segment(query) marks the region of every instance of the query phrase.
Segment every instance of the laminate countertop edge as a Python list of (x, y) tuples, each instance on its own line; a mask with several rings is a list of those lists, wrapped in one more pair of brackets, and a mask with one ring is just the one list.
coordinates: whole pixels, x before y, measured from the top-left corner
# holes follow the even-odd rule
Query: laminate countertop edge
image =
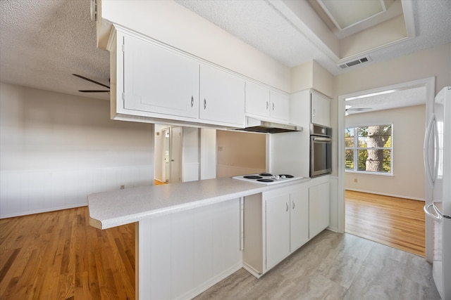
[(88, 196), (89, 224), (107, 229), (290, 186), (309, 179), (304, 178), (265, 185), (222, 178), (96, 193)]

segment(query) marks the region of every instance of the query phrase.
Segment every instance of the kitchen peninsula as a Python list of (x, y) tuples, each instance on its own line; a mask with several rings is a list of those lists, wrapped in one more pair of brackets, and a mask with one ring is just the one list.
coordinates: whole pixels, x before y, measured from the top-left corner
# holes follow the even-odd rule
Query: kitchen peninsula
[[(309, 190), (328, 188), (328, 177), (275, 185), (222, 178), (98, 193), (88, 197), (89, 222), (100, 229), (136, 222), (137, 299), (190, 299), (243, 267), (259, 277), (292, 253), (276, 251), (274, 264), (259, 269), (255, 259), (271, 254), (266, 209), (288, 214), (289, 225), (292, 209), (303, 211), (305, 226), (296, 230), (308, 233)], [(321, 230), (328, 209), (327, 221)], [(307, 233), (302, 244), (311, 237)]]

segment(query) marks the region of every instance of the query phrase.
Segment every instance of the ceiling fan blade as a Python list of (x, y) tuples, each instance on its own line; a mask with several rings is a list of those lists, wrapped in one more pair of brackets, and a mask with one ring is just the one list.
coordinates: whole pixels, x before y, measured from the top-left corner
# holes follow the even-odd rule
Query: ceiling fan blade
[(355, 112), (363, 112), (364, 110), (371, 110), (371, 107), (356, 107), (356, 108), (347, 108), (346, 110), (354, 110)]
[(84, 76), (79, 75), (79, 74), (73, 74), (73, 76), (76, 76), (76, 77), (78, 77), (78, 78), (81, 78), (82, 79), (87, 80), (88, 81), (92, 82), (93, 84), (99, 84), (99, 86), (104, 86), (104, 87), (108, 88), (108, 89), (109, 89), (109, 88), (110, 88), (110, 87), (109, 87), (109, 86), (108, 86), (107, 85), (105, 85), (105, 84), (101, 84), (100, 82), (97, 82), (97, 81), (94, 81), (94, 80), (92, 80), (92, 79), (89, 79), (89, 78), (86, 78), (86, 77), (84, 77)]

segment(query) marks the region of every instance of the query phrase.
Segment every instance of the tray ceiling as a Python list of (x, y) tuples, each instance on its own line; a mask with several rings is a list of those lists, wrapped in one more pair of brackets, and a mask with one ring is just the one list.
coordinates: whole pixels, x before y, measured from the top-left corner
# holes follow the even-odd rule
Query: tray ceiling
[[(325, 46), (326, 43), (315, 33), (319, 29), (325, 30), (325, 32), (327, 30), (329, 36), (337, 38), (307, 1), (176, 2), (287, 66), (315, 60), (333, 74), (347, 72), (339, 67), (333, 51)], [(416, 37), (371, 51), (372, 61), (369, 63), (451, 42), (451, 1), (409, 2)], [(299, 7), (295, 4), (307, 5), (314, 12), (313, 22), (312, 20), (301, 20), (297, 11)], [(109, 53), (96, 48), (96, 22), (91, 20), (90, 5), (89, 0), (0, 1), (0, 80), (108, 99), (106, 93), (78, 92), (79, 89), (98, 86), (72, 75), (80, 74), (109, 84)], [(307, 24), (316, 26), (309, 28)]]

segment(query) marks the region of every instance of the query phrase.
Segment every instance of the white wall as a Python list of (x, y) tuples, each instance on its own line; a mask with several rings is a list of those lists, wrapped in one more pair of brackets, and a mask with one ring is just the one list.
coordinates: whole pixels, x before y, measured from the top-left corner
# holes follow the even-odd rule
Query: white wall
[(152, 124), (111, 120), (108, 101), (0, 84), (1, 218), (152, 184)]
[[(350, 115), (345, 119), (346, 127), (393, 124), (393, 176), (347, 172), (345, 188), (424, 200), (423, 143), (426, 105)], [(354, 179), (357, 183), (354, 182)]]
•••••
From the material above, copy everything exactly but the pictures.

segment(query) marks the region of every instance of the query phrase.
Segment every instance of the laminate countertop edge as a Python list of (x, y) tuples, each instance on its own line; a mask with several rings is a list of those lists, wrapped in one more pair of brackets, and a mask with one ring is just the one list.
coordinates: whole pixels, x before y, measured from the top-left corner
# holes follow the even-odd rule
Query: laminate countertop edge
image =
[(88, 196), (89, 224), (107, 229), (290, 186), (309, 179), (304, 178), (265, 185), (222, 178), (96, 193)]

segment(query) marks the region of every instance of the query phrase.
Segment every instance of the kitchen peninsula as a Python list of (x, y) tuples, each instance on its own line; a mask with several rings is a list of those lists, wrapped in one more pair of brackets, and a mask with one ring is just the one list.
coordinates: whole pixels, x before y, measured from the top-left corner
# holes follow the even-odd rule
Query: kitchen peninsula
[[(309, 190), (328, 188), (328, 177), (275, 185), (222, 178), (98, 193), (88, 197), (89, 222), (100, 229), (136, 222), (137, 299), (190, 299), (243, 267), (259, 277), (292, 253), (276, 251), (274, 264), (259, 269), (255, 259), (271, 254), (266, 209), (288, 214), (289, 225), (292, 209), (303, 211), (305, 226), (296, 230), (308, 233)], [(321, 230), (328, 209), (327, 221)], [(307, 233), (302, 244), (311, 237)]]

segment(query) marks the region of every instance of the query phrase.
Segment every instance of the ceiling fan blade as a Python list of (x, y) tuples, each instance on its own line; a mask with several rings is a list of those lists, wrapped in one more pair of brackets, and a mask with one ring is just the one list.
coordinates: whole pixels, x before y, measured from the top-left corner
# holes follow the even-odd rule
Query: ceiling fan blade
[(355, 112), (363, 112), (364, 110), (371, 110), (371, 107), (356, 107), (356, 108), (347, 108), (346, 110), (354, 110)]
[(84, 76), (79, 75), (79, 74), (73, 74), (73, 76), (76, 76), (76, 77), (78, 77), (78, 78), (81, 78), (82, 79), (87, 80), (88, 81), (92, 82), (93, 84), (99, 84), (99, 86), (104, 86), (104, 87), (108, 88), (108, 89), (109, 89), (109, 88), (110, 88), (110, 87), (109, 87), (109, 86), (108, 86), (107, 85), (105, 85), (105, 84), (101, 84), (100, 82), (97, 82), (97, 81), (94, 81), (94, 80), (92, 80), (92, 79), (89, 79), (89, 78), (86, 78), (86, 77), (84, 77)]

segment(query) marks the region of every instance of the query phrase.
Segment every instance of the tray ceiling as a Python list of (x, y) tuples, each instance on its own line; a mask with several rings is a list of those lists, wrapped in one more pair of brackets, and a mask with one ring is just the one list.
coordinates: whole pixels, x before y, measured from the top-left corner
# holes follow the even-odd rule
Query: tray ceiling
[[(325, 46), (326, 43), (315, 33), (319, 29), (325, 30), (325, 32), (327, 30), (329, 36), (337, 38), (307, 1), (176, 2), (287, 66), (315, 60), (333, 74), (347, 72), (339, 67), (333, 51)], [(416, 37), (371, 51), (372, 61), (369, 63), (451, 42), (451, 1), (409, 2)], [(299, 7), (295, 4), (307, 5), (314, 12), (313, 22), (312, 20), (301, 20), (297, 11)], [(109, 53), (96, 48), (96, 22), (91, 20), (90, 5), (89, 0), (0, 1), (0, 80), (108, 99), (106, 93), (78, 92), (79, 89), (98, 86), (72, 75), (80, 74), (109, 84)], [(307, 24), (316, 26), (309, 28)]]

segment(query) marks the region of every instance of the query phrase.
Segment every instance of the white wall as a Python list of (x, y) tuples, each instance on its own line; a mask with several rings is a list of those lists, wrapped in one more pair of brackets, and a mask with one ring is just the one list.
coordinates: whole pixels, x before y, measured from the top-left corner
# holes follow the even-odd rule
Query: white wall
[(152, 124), (111, 120), (108, 101), (0, 84), (1, 218), (152, 184)]
[[(350, 115), (345, 119), (346, 127), (393, 124), (393, 176), (347, 172), (345, 188), (424, 200), (423, 143), (426, 105)], [(354, 179), (357, 183), (354, 182)]]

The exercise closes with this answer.